**Tugas Anda**:
**1.** Sebutkan semua tanggal yang tercantum dalam artikel tentang tuntutan rehabilitasi Soebandrio.
**2.** Tuliskan lanjutan artikel tentang tuntutan rehabilitasi Soebandrio, dimulai setelah kalimat terakhirnya.

**Artikel**:

********

Saturday, September 28, 2013
Surat Terbuka DR Aswi Adam kepada Presiden SBY: REHABILITASI Dr SOEBANDRIO!
Kolom IBRAHM ISA
Jum'at, 27 September 2013
-------------------------
Surat Terbuka DR Aswi Adam kepada Presiden SBY:
REHABILITASI Dr SOEBANDRIO!
Suatu Tuntutan Tepat dan Adil Dalam Rangka MENEGAKKAN NEGARA R.I JADI NEGARA HUKUM
* * *
Dua hari yang lalu, -- masyarakat Indonesia bisa membaca sepucuk SURAT TERBUKA DR ASWI ADAM (Peneliti Senior LIPI) kepada Presiden Republik Indonesia Susilo Bambang Yudhoyono. Dimuat di s.k Tempo, 25 September 2013.
Kepadaku Dr Aswi Adam mengirimkan sebuah eksemplar kopinya. Di bawah ini kusiarkan ulang. Karena arti amat penting Surat Terbuka Dr Aswi Adam kepada Presiden RI.
Pertama-tama karena misi yang tercantum dalam Surat Terbuka Dr Aswi Adam itu – yaitu tuntutan REHABILITASI SOEBANDRIO, adalah suatu misi Keadilan dan Penegakkan Hukum Negara Republik Indonesia.
Surat Terbuka Dr Aswi Adam kepada Presiden SBY – ditulis pada waktu yang krusial. Sudah 15 tahun Orba digantikan oleh pemerintah-pemerintah yang menjanjikan Reformasi dan Demokrasi. Indonesia sudah memiliki Presiden yang dipilih langsung oleh rakyat. Sudah dua kali SBY menjabat kedudukan kepala negara dan kepala pemerintahan. Beliau antara lain menjanjikan pemberlakuan demokrasi dan keadilan . . .
Namun, nasib seorang mantan pejabat tertinggi RI nomor dua, sesudah jabatan Presiden RI – Dr. Soebandrio, Wakil Perdana Menteri I dan Menlu RI, yang dipersekusi dan diperlakukan sewenang-wenang oleh penguasa militer, sampai divonis hukuman mati atas tuduhan terlibat G30S, -- melalui suatu pengadilan militer rekayasa – sampai saat ini masih dalam kedudukan hukum seorang yang dihukum mati. Yang kemudian diubah menjadi hukuman seumur hidup – berkat . . . sepucuk SURAT RATU ELISABETH DARI INGGRIS kepada Presiden Suharto. Kemudian dibebaskan karena maslah kesehatannya.

********

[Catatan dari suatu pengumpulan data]
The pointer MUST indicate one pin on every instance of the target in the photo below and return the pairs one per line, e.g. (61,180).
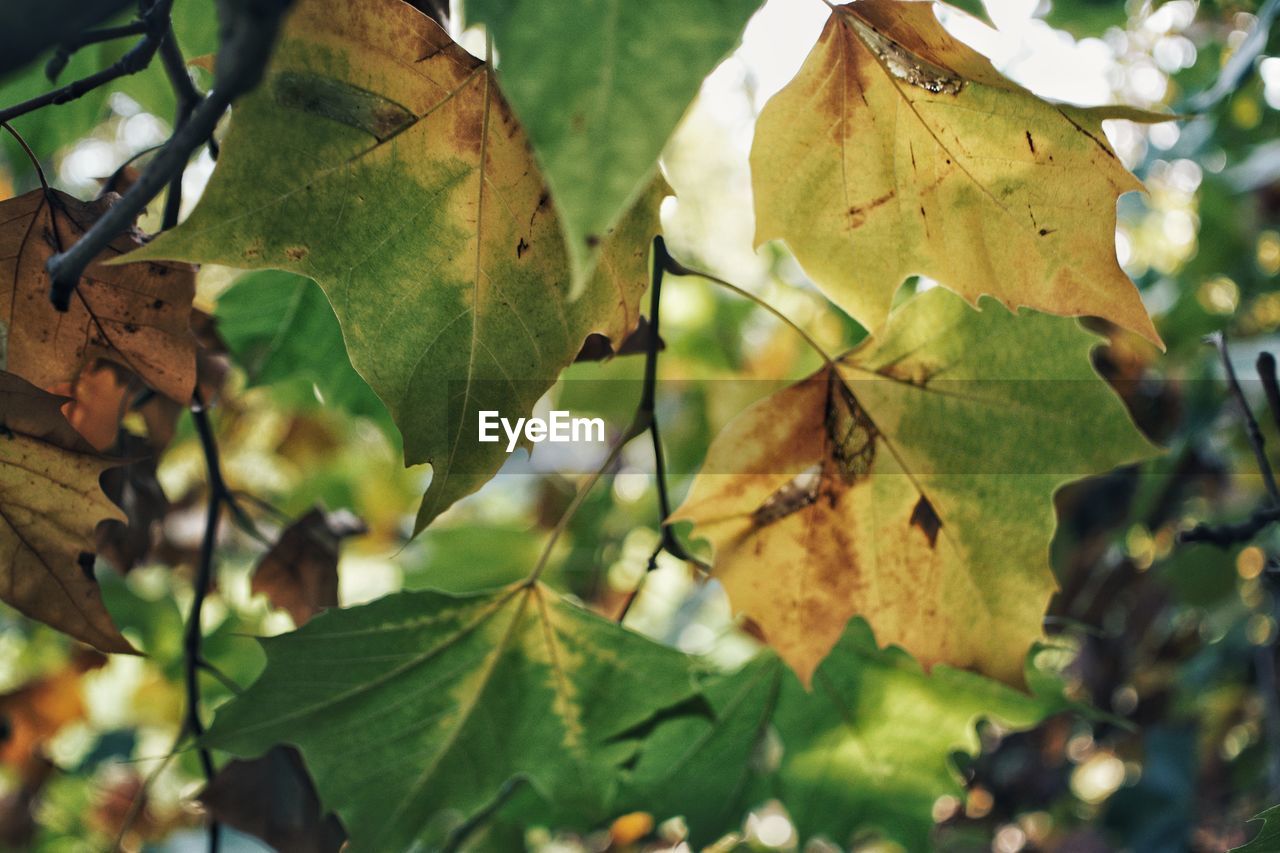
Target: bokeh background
(1173,642)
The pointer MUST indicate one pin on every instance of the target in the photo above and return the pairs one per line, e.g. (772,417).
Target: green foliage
(1267,838)
(913,597)
(446,698)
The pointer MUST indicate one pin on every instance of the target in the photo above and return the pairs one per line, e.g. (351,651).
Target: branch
(248,35)
(1251,423)
(27,30)
(1269,510)
(155,21)
(63,54)
(187,96)
(192,635)
(647,419)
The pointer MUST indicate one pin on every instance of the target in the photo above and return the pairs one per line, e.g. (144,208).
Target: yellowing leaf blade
(896,150)
(912,486)
(380,159)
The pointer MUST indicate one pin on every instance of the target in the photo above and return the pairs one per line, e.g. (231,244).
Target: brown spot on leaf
(927,520)
(858,214)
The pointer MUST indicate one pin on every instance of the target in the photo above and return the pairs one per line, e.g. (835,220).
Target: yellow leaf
(137,315)
(910,483)
(897,151)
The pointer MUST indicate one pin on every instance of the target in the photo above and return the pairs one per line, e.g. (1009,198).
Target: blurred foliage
(1165,641)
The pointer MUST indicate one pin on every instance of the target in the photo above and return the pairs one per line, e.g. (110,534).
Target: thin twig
(247,42)
(1255,433)
(137,58)
(187,96)
(647,415)
(193,635)
(31,155)
(1225,536)
(1270,387)
(64,51)
(462,831)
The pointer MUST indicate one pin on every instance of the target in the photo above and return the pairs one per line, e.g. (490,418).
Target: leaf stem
(676,268)
(192,635)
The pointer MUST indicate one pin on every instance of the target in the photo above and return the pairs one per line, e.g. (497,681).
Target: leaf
(282,328)
(379,159)
(132,487)
(136,315)
(97,404)
(1269,836)
(273,798)
(871,746)
(868,748)
(599,87)
(897,150)
(50,501)
(414,711)
(708,769)
(300,573)
(912,487)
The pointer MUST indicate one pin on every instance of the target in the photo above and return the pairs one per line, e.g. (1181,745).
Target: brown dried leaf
(50,502)
(136,315)
(300,573)
(135,488)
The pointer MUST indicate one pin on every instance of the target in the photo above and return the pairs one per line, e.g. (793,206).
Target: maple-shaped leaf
(414,711)
(379,159)
(599,87)
(300,571)
(273,798)
(283,333)
(869,747)
(50,501)
(136,315)
(912,484)
(897,150)
(711,769)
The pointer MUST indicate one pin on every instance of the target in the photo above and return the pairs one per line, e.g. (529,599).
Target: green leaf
(871,746)
(412,712)
(1084,18)
(709,769)
(282,329)
(379,159)
(599,87)
(912,483)
(53,127)
(868,748)
(1267,838)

********

**Hasil Tugas**:
**1.**
- Saturday, September 28, 2013
- Jum'at, 27 September 2013
- 25 September 2013

**2.**
Sampai detik ini Presiden SBY belum mengambil tindakan apapun sekitar kasus Dr Soebandrio. Padahal Abdurrahman Wahid, sewaktu beliau menjabat Presiden RI, telah menugaskan dua menterinya, yaitu Yusril Ihza Mahendra dan Marsilam Simanjuntak untuk menindak-lanjuti permintaan Dr Soebandrio agar direhabilitasi.
* * *
Surat terbuka DR Aswi Adam itu mengingatkan Presiden SBY, bahwa beliau berhak memberikan rehabilitasi, berdasarkan UUD 1945 fasal 14 ayat 1. Dr Aswi Adam juga mengingatkan bahwa pada tanggal 21 Desember 2000, Dr Soebandrio yang pernah menjabat sebagai Wakil Perdana Menteri I, Menteri Luar Negeri dan Kepala BPI (Badan Pusat Intelijen), ------ menemui Presiden Abdurrachman Wahid selama satu jam dan meminta rehabilitasi.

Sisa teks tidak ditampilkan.